## Record excerpts
::::

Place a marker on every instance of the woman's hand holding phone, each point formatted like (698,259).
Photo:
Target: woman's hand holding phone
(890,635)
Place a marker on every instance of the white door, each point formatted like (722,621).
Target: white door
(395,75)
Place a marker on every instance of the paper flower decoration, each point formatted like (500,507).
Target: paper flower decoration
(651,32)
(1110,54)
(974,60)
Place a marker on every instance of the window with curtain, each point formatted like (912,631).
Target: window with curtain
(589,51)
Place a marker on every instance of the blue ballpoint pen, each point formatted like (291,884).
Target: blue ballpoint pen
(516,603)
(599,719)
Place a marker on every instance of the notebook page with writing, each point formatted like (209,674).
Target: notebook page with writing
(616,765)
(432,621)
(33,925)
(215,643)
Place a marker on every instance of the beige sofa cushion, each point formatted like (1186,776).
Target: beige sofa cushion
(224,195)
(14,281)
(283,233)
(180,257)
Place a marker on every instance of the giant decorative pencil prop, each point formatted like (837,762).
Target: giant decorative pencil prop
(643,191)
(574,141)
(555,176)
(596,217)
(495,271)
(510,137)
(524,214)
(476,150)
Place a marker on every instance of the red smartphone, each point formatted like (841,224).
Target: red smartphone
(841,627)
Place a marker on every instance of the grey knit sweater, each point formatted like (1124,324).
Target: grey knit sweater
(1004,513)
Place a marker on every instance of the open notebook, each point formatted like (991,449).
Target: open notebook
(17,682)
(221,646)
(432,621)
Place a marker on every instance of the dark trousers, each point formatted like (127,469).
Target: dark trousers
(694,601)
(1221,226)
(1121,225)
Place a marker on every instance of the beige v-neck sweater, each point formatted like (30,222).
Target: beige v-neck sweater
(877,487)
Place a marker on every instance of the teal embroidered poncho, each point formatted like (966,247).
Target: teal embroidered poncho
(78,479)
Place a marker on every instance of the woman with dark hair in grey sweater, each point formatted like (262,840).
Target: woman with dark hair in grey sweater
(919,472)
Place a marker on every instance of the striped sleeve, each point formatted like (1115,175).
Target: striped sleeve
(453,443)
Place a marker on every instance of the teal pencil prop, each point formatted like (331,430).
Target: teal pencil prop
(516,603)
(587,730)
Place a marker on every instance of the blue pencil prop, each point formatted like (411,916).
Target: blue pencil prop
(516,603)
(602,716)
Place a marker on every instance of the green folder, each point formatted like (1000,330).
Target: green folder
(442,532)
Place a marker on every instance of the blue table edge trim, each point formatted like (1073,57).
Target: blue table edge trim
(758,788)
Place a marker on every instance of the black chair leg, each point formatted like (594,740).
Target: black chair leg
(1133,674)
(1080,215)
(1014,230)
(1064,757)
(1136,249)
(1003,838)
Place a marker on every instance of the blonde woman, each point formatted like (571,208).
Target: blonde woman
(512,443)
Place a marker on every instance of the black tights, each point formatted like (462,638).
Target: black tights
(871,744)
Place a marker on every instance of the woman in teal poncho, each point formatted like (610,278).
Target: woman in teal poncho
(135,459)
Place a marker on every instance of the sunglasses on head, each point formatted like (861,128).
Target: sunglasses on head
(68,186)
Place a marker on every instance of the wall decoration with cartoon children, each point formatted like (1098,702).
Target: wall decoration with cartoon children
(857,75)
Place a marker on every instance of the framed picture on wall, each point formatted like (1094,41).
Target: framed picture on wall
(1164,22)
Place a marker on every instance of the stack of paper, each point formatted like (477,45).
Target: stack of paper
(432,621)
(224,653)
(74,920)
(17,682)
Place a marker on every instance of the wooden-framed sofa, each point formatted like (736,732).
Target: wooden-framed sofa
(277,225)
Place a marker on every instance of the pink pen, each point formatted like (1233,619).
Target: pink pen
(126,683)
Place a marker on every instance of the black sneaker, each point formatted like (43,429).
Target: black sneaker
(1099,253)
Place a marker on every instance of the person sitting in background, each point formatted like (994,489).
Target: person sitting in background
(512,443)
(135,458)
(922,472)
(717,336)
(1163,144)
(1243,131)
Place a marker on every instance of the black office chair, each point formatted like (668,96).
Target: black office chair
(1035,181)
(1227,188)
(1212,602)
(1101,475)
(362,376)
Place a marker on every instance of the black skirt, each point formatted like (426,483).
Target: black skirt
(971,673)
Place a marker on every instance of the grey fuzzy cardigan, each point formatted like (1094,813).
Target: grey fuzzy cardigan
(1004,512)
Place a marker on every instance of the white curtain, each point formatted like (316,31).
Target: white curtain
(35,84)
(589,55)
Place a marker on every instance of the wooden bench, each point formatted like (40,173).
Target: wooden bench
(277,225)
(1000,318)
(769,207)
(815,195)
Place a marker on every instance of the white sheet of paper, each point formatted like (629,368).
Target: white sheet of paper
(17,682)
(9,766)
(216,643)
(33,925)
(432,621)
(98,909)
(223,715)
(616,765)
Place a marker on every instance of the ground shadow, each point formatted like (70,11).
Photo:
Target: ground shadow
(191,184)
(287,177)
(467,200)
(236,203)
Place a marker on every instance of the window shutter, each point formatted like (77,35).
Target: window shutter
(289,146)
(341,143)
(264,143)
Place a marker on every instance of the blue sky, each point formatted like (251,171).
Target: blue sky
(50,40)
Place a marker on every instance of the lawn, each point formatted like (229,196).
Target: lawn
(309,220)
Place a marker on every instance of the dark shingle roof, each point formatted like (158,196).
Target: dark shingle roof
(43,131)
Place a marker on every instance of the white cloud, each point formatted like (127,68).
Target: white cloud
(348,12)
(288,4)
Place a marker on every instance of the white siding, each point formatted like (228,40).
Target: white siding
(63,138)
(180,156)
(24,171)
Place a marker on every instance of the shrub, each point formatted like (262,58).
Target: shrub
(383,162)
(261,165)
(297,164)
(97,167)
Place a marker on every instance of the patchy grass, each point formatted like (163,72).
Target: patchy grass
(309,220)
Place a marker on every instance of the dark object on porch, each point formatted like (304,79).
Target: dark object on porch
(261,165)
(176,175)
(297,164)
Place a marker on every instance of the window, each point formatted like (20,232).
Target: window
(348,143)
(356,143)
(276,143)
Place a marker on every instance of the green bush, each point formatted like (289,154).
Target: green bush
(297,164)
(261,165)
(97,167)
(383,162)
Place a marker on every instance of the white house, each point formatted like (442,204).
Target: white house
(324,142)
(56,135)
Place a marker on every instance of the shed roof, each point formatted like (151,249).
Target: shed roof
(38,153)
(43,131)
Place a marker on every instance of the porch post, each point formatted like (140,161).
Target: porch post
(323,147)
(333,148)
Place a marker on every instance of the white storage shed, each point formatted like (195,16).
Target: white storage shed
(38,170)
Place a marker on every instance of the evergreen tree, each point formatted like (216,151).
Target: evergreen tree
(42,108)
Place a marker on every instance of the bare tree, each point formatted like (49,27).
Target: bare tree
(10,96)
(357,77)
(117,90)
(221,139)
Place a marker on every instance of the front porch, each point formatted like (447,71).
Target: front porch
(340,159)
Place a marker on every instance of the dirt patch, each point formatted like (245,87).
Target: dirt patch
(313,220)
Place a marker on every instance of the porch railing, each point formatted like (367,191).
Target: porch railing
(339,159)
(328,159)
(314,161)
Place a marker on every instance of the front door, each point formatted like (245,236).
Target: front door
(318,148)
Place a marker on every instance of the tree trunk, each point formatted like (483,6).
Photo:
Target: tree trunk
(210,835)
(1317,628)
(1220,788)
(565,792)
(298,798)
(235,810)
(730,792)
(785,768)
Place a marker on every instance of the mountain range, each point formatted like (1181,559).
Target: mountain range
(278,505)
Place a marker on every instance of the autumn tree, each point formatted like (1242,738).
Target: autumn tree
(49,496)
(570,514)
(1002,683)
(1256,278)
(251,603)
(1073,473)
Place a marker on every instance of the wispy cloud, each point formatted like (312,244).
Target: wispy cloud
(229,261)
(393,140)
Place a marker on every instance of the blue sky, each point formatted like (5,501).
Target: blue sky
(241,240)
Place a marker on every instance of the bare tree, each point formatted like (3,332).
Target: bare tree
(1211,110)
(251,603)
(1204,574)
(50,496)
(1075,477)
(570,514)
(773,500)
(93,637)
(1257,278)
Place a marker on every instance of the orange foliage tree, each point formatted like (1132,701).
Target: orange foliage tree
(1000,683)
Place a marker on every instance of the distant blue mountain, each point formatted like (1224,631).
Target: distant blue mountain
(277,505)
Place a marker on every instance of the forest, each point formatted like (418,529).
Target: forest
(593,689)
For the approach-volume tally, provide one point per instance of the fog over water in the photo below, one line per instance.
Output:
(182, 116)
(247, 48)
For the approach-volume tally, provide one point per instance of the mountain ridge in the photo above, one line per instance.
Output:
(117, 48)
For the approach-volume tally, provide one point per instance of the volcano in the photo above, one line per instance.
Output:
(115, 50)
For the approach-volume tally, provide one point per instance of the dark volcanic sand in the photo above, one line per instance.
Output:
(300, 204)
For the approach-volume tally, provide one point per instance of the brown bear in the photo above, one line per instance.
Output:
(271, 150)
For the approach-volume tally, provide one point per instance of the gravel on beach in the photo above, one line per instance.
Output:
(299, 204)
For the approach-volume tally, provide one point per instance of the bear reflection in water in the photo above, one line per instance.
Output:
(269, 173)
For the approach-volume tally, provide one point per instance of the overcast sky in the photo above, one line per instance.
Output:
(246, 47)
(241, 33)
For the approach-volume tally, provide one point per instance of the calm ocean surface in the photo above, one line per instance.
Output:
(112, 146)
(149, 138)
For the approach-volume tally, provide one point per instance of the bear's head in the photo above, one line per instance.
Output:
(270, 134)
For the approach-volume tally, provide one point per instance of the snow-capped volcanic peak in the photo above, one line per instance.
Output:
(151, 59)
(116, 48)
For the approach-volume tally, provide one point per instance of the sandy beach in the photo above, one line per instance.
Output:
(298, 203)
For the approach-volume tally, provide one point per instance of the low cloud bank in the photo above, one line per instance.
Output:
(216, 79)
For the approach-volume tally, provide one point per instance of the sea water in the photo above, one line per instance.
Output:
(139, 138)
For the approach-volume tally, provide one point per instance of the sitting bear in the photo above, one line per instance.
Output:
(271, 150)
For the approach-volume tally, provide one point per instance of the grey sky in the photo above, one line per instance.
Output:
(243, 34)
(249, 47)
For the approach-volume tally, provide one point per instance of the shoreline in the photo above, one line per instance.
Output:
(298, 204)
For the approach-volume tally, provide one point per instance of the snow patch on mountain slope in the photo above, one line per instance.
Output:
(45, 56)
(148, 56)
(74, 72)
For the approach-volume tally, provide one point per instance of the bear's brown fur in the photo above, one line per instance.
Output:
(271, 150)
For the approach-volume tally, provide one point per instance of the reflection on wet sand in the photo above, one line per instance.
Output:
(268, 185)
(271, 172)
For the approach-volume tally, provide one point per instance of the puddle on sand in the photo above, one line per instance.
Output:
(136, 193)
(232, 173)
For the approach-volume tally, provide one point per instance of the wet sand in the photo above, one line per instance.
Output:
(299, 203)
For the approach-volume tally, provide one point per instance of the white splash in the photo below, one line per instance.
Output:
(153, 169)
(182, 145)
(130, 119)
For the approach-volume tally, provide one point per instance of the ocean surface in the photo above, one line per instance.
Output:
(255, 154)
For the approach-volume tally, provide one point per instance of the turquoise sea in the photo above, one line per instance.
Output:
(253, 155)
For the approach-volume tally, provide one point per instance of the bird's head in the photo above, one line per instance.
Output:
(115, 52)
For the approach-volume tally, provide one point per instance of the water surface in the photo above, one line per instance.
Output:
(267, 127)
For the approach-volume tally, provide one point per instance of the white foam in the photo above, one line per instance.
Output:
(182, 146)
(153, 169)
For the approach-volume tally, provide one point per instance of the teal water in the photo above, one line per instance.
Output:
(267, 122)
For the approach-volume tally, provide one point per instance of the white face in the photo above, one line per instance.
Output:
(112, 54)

::::

## Written instruction
Find the line that contains "the wet sand" in the listing above. Retype it and every line after it up to the last, exactly, and nothing else.

## Task response
For the approach-volume tally, provide one point per instance of the wet sand in the photo above, one line per instance.
Output:
(299, 203)
For the approach-volume tally, provide one point per instance of the white splash in the photo below, one line per instance.
Output:
(153, 169)
(182, 145)
(130, 119)
For the approach-volume tally, provide one point per instance of the ocean surface in the photo above, one line per instance.
Output:
(255, 154)
For the approach-volume tally, provide one point per instance of the turquoise sea in the photo above, one line per instance.
Output:
(253, 155)
For the approach-volume tally, provide one point per instance of the bird's head in the photo above, one line per instance.
Output:
(115, 52)
For the approach-volume tally, provide one point per instance of the water surface in the photo above, one line per instance.
Output:
(267, 127)
For the approach-volume tally, provide one point per instance of the white foam in the photo above, one line per instance.
Output:
(182, 146)
(153, 169)
For the approach-volume tally, provide one point per instance of the teal water in the photo above, one line per instance.
Output:
(267, 122)
For the approach-volume tally, provide one point per instance of the white face in the photo above, one line per instance.
Output:
(112, 54)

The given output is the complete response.